▶ [Required action]:
Repeat each record word for word.

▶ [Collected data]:
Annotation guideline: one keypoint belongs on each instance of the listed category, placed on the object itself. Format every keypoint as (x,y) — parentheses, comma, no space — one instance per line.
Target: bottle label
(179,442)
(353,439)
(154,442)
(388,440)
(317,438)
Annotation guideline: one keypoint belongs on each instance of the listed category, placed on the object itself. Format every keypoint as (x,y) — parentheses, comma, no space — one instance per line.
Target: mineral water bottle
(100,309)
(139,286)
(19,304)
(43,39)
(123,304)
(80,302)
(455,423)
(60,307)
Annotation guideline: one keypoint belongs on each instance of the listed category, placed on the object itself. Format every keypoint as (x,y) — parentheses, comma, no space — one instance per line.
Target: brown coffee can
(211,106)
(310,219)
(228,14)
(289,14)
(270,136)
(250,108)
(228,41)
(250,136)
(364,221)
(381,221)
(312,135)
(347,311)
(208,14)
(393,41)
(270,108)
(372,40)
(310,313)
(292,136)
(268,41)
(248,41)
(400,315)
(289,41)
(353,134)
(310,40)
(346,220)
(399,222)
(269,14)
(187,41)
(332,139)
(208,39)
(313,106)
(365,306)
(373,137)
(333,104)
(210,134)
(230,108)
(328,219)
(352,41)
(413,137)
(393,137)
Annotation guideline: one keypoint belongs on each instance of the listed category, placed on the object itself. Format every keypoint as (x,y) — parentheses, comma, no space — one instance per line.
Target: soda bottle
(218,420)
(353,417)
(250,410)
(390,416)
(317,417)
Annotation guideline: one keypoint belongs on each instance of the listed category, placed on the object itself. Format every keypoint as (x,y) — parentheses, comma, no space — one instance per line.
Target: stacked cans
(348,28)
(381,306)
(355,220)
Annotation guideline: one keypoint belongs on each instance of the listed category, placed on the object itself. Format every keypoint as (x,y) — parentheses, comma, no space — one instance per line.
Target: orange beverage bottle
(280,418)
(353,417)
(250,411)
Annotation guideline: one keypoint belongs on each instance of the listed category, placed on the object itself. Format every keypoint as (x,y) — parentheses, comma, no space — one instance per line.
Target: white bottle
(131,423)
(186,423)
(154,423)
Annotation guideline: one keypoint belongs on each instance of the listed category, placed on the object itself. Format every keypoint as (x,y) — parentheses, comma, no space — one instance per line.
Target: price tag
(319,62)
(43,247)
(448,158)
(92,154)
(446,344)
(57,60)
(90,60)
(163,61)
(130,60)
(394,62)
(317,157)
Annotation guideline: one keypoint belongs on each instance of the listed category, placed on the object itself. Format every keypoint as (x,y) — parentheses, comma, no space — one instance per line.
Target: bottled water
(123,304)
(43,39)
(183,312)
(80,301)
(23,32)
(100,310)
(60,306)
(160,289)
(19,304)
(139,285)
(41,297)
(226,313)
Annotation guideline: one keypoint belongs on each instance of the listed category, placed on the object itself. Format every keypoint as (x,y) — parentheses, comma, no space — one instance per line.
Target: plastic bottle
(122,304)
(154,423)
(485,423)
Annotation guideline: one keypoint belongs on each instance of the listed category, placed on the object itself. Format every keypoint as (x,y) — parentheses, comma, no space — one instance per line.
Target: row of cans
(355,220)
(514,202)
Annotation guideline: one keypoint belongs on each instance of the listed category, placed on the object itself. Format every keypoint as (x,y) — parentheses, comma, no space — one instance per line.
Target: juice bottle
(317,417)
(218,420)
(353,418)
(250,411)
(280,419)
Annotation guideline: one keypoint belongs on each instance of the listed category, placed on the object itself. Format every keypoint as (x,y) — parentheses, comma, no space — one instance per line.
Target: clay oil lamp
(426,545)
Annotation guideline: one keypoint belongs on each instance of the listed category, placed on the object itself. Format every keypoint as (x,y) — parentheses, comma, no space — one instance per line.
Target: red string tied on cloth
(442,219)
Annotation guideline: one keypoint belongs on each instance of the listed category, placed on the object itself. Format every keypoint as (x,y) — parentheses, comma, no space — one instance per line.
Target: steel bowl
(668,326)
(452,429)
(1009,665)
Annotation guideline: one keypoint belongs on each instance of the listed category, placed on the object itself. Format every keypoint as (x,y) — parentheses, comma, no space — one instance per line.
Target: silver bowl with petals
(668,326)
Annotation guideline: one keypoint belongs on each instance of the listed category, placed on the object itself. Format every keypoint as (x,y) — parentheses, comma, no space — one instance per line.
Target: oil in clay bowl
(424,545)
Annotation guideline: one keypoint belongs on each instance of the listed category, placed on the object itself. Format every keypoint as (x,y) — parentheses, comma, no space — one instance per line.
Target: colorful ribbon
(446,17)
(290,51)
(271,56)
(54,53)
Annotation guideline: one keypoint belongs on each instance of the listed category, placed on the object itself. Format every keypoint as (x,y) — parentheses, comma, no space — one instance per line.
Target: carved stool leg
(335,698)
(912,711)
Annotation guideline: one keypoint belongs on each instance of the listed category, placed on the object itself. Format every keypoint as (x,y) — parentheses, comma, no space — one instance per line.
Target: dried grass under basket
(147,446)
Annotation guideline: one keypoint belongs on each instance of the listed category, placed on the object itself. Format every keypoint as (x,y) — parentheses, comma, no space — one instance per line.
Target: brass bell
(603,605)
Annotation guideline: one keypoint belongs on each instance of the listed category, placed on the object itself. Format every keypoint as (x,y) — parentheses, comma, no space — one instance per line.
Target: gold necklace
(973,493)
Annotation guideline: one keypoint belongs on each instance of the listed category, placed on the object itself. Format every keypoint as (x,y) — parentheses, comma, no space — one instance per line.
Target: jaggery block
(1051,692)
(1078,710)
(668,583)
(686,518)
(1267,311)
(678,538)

▶ [Completed task]:
Annotation guideline: one keypoint belongs on each instance of the listed category, placed on the object itself. Format every keypoint as (x,y) — parentheses, comma, no space — one instance per line.
Target: bottle label
(179,442)
(353,439)
(154,442)
(388,440)
(317,438)
Annotation guideline: one keypoint belongs on each instance of the listed category, placed on the object itself. Format every keypoint as (x,y) — parentheses, comma, no space — one instance per line.
Target: mineral water bottle
(100,309)
(139,286)
(19,304)
(43,39)
(123,304)
(80,302)
(455,423)
(60,307)
Annotation guideline: one keypoint belongs on each instance of the listed category, placed on the object itself. Format every keypoint as (x,y) — parentheses, comma, no space — one instance per line.
Target: brown coffee can
(211,106)
(310,219)
(228,14)
(289,14)
(270,136)
(250,108)
(228,41)
(250,136)
(364,221)
(381,221)
(312,135)
(347,311)
(208,14)
(393,41)
(270,108)
(372,40)
(310,313)
(292,136)
(268,41)
(248,41)
(400,315)
(289,41)
(353,134)
(310,40)
(346,220)
(399,222)
(269,14)
(187,41)
(332,139)
(208,39)
(313,106)
(365,306)
(373,137)
(333,104)
(210,134)
(230,108)
(328,219)
(352,41)
(413,137)
(393,137)
Annotation guideline: one keypoint belongs on each instance of the listed category, placed on the object itself. Format every keypoint as (x,y) — parentheses, comma, no space — one instance per line.
Target: soda bottle
(218,420)
(353,417)
(250,410)
(390,416)
(317,417)
Annotation guideline: one keypoint belongs on each instance of the listed category, placed on the object itself. Format every keypoint as (x,y) — parentheses, comma, no space — one instance per line.
Target: stacked cans
(348,28)
(381,306)
(355,220)
Annotation guideline: one keypoint belongs on each instance of the listed category, placed on the object itself. Format every keypoint as (x,y) — parentheses, comma, no space — one instance per line.
Target: orange beverage bottle
(280,418)
(353,417)
(250,411)
Annotation guideline: one keypoint belongs on each instance of the listed category, placed on the object itself. Format every keypoint as (x,y) — parentheses, comma, no space — one instance per line.
Target: white bottle
(131,423)
(186,423)
(154,423)
Annotation guideline: one keypoint belongs on each instance of the listed category, placed on the object itself. Format every keypoint as (x,y) — parentheses, comma, no space — one instance per line.
Target: price tag
(319,62)
(43,247)
(448,158)
(92,154)
(446,344)
(57,60)
(90,60)
(163,61)
(130,60)
(394,62)
(317,157)
Annotation guideline: one keypoint belongs on each instance of the listed category, placed on the object itself. Format every keypoint as (x,y) — parentheses, comma, no space — one instance per line.
Target: bottled water
(123,304)
(43,39)
(183,312)
(80,301)
(23,32)
(100,310)
(60,306)
(160,289)
(19,304)
(139,285)
(41,297)
(226,313)
Annotation guideline: one keypoint belongs on each instance of the listed category, placed on the object itself. Format every keypoint as (x,y) — parentheses, comma, no space — one instance per line.
Target: plastic bottle
(122,304)
(154,423)
(485,423)
Annotation guideline: one keypoint belongs on each instance of the listed category, placed on the object itself. Format every keypoint as (x,y) — parentheses, comma, no space — one instance per line.
Target: row of cans
(355,220)
(514,202)
Annotation guideline: one keypoint belongs on each instance of the listed category, placed on the object itself. Format every keypoint as (x,y) — parentheses, comma, no space — one instance per line.
Target: juice bottle
(317,417)
(218,420)
(353,418)
(250,411)
(280,419)
Annotation guideline: one keypoint belongs on each instance of the listed category, placed on the object itself. Format every keypoint as (x,y) — parentheses, comma, no space — one instance per line.
Target: clay oil lamp
(426,545)
Annotation guideline: one keypoint belongs on each instance of the listed category, placed on the object itself. Format every keypoint as (x,y) — parentheses, comma, no space — one instance per line.
Target: red string tied on cloth
(442,219)
Annotation guideline: one keypoint belongs on each instance of the listed category, placed on the object itself. Format every keypoint as (x,y) — parentheses, comma, no space — one instance per line.
Target: steel bowl
(668,326)
(452,429)
(1009,665)
Annotation guideline: one keypoint belongs on each instance of the listed category, placed on the object itself. Format every keypoint as (x,y) — parentheses, comma, no space — one instance per line.
Target: silver bowl with petals
(668,326)
Annotation guideline: one keypoint belongs on each instance of the listed category, placed on the object itself. Format every keypoint as (x,y) — parentheses, comma, no space — one instance per line.
Target: oil in clay bowl
(424,545)
Annotation guideline: one keypoint belongs on each instance of the listed category, placed on the object itself. Format every keypoint as (x,y) — parentheses, comma, no space — one instance per line.
Target: colorful ribbon
(446,17)
(290,51)
(271,56)
(54,53)
Annotation guideline: one keypoint belongs on each instance of the listed category, placed on the object itself. Format every keypoint as (x,y) — parentheses, comma, no space — one instance per line.
Target: carved stool leg
(335,698)
(912,711)
Annotation guideline: one keypoint belongs on each instance of the listed category, placed on the object itself. Format every keypoint as (x,y) — parentheses, comma, no space — one instance per line.
Target: dried grass under basket
(147,446)
Annotation guideline: one keypoint belongs on each instance of the listed category, placed on the object itself. Format every keypoint as (x,y) — parentheses, comma, no space — one instance per line.
Target: brass bell
(603,605)
Annotation guideline: one keypoint belongs on each instance of the listed category, placed on the object itself. Format every keypoint as (x,y) — parentheses, comma, no space — one instance per line.
Target: gold necklace
(973,493)
Annotation guideline: one keypoint belongs on each instance of the listed category, placed on the object itself. Format every keypoint as (x,y) — parentheses, comma, no space — one instance per line.
Target: jaggery block
(1051,692)
(1078,710)
(668,583)
(686,518)
(1267,311)
(678,538)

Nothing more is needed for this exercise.